**Fonte:**
....................

Como se sabe, o Saco do Céu não é visível para quem passa ao largo e assim fomos entrando no canal e aos poucos fomos visualizando o cais, que para nossa maior emoção, estava empilhado de pessoas com velas acesas formando uma procissão. A lancha encostou suavemente e o caixão foi içado. Três pares de mãos o seguraram e fomos atrás passando por entre fileiras iluminadas e o povo todo cantando:
“Se as águas do mar da vida
Quiserem te afogar,
Segura na mão de Deus e vai!
Se as tristezas desta vida
Quiserem te sufocar,
Segura na mão de Deus e vai!

Segura na mão de Deus.
Segura na mão de Deus.
Pois ela, ela te sustentará.
Não temas, segue adiante
E não olhes para trás,
Mas segura na mão de Deus e vai!...”

Seguimos até a Igreja de São Cosme e São Damião onde o nosso amigo ficou descansando entre os santos e as fervorosas orações dos fieis. Como era querido o Valter!!! Como foi triste aquela noite!!!
As horas passavam lentamente e Lua era tão brilhante que parecia esquentar. Sentado sob uma imensa árvore, rodeado dos amigos mais velhos e entre inúmeros cafezinhos e saborosas fatias de bolo de fubá, eu ia tomando conhecimento das mais fantásticas histórias de assombração e tesouros enterrados.
Pela manhã, dezenas de barcos saíram em procissão acompanhando o barco maior, até que chegamos ao Abraão. No caminho para o Campo Santo, os turistas paravam em respeito, os que estavam sentados levantavam e quem tinha chapéu, tirava-o em flexão. Derramei minha pá de cal e saí dali me sentindo num outro mundo. Alegre e ao mesmo tempo triste.

....................

**Dados fornecidos:**
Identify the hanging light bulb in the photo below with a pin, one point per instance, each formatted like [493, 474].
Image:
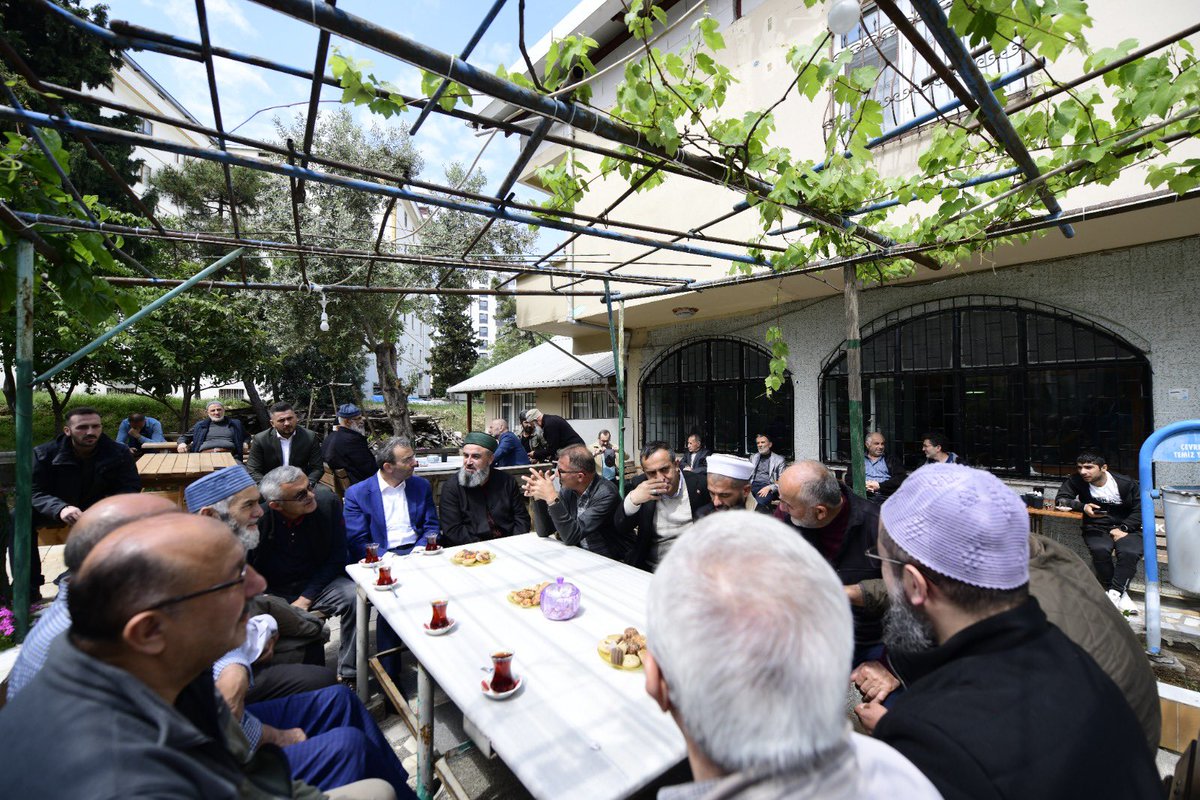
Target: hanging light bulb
[844, 16]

....................

**Problema 1:**
Responda com base na fonte:
(a) Em que igreja o caixão ficou depois da procissão no cais?
(b) O que era servido sob a imensa árvore durante a noite?
(c) Até onde os barcos seguiram em procissão pela manhã?
**Problema 2:**
Cite da fonte, sem alterações, o trecho que começa nas palavras "Não temas, segue" e termina logo após as palavras "triste aquela noite!!!".

**Resposta correta 1:**
(a) Na Igreja de São Cosme e São Damião.
(b) Cafezinhos e fatias de bolo de fubá.
(c) Até o Abraão.

**Resposta correta 2:**
Não temas, segue adiante
E não olhes para trás,
Mas segura na mão de Deus e vai!...”

Seguimos até a Igreja de São Cosme e São Damião onde o nosso amigo ficou descansando entre os santos e as fervorosas orações dos fieis. Como era querido o Valter!!! Como foi triste aquela noite!!!